=== Source extract ===
- - -

Nevada Republicans prepare to choose a candidate to face Jacky Rosen in critical Senate race-InfoExpress
RENO, Nev. (AP) — Retired Army Capt. Sam Brown hopes a late endorsement from former President Donald Trump will help carry him to victory in the state’s GOP Senate primary on Tuesday and give him the momentum he needs to win a general election race that Republicans see as one of their best chances to pick up a seat in the closely divided chamber.
The winner of Tuesday’s GOP Senate primary will square off with incumbent Democratic Sen. Jacky Rosen in a fierce swing-state Senate race.
Rosen, a first-term moderate defending her seat in a state that also could figure heavily in the presidential race, is one of Republicans’ top targets in 2024. Democrats are defending far more Senate seats than Republicans this year, including open swing-state seats in Michigan and Arizona and seats held by incumbent Democrats in the competitive states of Wisconsin and Pennsylvania as well as Nevada.
Republicans also hope to win seats currently held by Democrats in reliably red Montana, Ohio and West Virginia.

- - -

=== Records provided ===
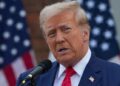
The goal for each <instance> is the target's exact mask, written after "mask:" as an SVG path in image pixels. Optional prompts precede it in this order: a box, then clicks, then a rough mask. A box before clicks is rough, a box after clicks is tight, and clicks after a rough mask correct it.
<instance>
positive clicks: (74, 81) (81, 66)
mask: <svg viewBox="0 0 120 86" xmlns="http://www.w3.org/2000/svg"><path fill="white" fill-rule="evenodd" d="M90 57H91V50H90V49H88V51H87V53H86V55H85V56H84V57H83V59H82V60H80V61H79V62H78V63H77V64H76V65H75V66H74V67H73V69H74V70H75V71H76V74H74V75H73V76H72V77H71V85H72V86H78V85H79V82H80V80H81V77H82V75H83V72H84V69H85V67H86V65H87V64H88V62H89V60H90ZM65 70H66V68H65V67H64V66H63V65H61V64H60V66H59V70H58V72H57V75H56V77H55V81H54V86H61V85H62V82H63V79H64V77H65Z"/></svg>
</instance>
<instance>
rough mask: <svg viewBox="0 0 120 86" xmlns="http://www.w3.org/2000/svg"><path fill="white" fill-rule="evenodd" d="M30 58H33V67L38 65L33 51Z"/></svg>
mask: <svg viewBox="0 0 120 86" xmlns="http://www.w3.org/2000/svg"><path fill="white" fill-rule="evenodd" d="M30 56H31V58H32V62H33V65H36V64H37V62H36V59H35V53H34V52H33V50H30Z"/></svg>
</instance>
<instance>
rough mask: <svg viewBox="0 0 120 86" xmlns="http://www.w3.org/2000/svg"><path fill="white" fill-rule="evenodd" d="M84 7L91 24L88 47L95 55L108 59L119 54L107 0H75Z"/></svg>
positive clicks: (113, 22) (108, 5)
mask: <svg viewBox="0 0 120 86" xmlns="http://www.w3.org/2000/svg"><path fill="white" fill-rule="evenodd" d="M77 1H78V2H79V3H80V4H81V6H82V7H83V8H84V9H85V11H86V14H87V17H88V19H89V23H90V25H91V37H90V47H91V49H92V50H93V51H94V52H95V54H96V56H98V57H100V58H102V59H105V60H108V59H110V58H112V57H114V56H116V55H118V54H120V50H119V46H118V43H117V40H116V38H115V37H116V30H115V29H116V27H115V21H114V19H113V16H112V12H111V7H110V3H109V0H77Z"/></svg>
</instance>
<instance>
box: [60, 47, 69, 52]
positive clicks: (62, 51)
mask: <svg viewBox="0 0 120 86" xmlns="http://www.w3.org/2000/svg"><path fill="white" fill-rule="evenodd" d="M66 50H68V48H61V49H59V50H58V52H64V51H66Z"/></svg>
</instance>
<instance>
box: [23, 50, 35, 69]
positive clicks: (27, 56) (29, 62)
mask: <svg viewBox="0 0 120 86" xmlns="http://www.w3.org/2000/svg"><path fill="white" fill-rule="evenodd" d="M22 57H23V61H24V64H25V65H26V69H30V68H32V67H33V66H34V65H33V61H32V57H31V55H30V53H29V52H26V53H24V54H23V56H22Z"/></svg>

- - -

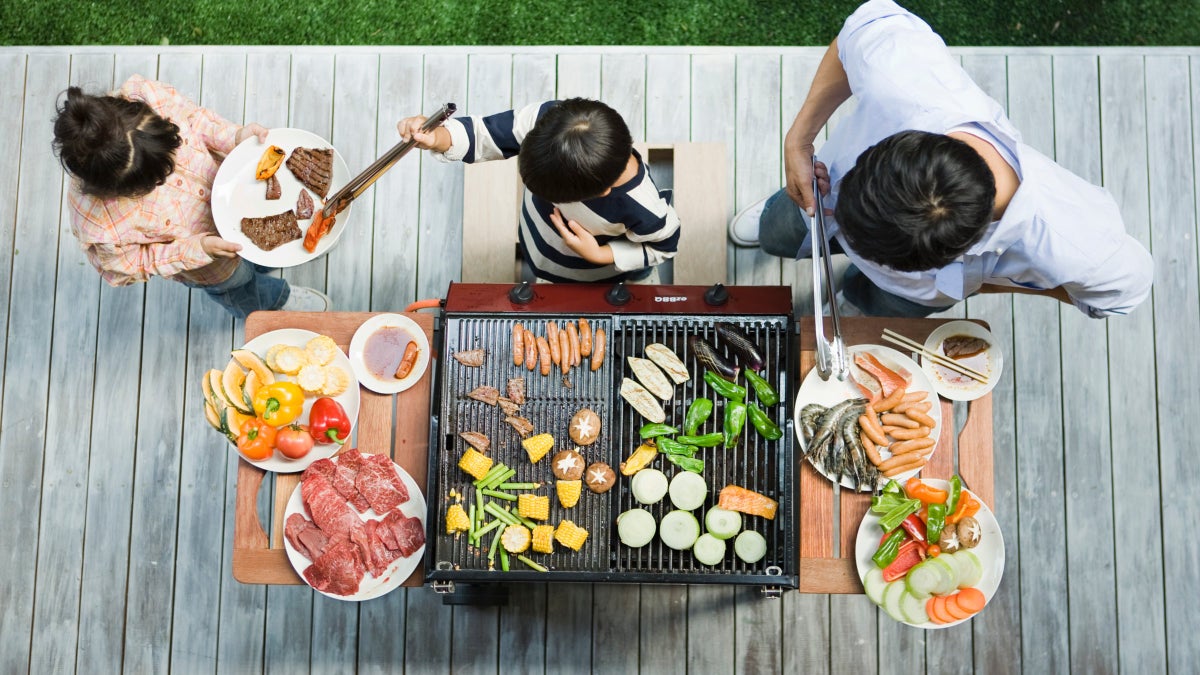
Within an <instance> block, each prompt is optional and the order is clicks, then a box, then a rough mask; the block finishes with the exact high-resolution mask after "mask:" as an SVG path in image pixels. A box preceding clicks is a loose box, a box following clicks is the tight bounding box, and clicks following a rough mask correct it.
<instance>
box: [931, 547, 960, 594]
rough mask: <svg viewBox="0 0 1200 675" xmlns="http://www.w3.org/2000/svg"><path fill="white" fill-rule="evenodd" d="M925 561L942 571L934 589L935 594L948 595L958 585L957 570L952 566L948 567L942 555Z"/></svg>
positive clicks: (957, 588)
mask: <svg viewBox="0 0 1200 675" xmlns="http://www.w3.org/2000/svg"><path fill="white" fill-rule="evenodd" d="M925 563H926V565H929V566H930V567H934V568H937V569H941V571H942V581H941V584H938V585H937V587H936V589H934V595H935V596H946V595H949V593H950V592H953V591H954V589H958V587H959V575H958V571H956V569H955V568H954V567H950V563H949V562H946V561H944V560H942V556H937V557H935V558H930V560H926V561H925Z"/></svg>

- - -

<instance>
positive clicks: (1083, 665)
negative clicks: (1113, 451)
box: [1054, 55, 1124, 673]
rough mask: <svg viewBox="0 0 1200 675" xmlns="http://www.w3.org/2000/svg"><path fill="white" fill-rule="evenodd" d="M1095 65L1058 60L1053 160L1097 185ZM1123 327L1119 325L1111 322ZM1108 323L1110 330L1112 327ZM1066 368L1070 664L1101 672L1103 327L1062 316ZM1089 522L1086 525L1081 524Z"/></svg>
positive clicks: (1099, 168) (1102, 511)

- - -

=== Request ===
Please answer from the Nevada Senate race article: who will the winner of Tuesday's GOP Senate primary face in the general election? Nothing in the rows affects what follows.

=== Response to the exercise ===
Incumbent Democratic Sen. Jacky Rosen.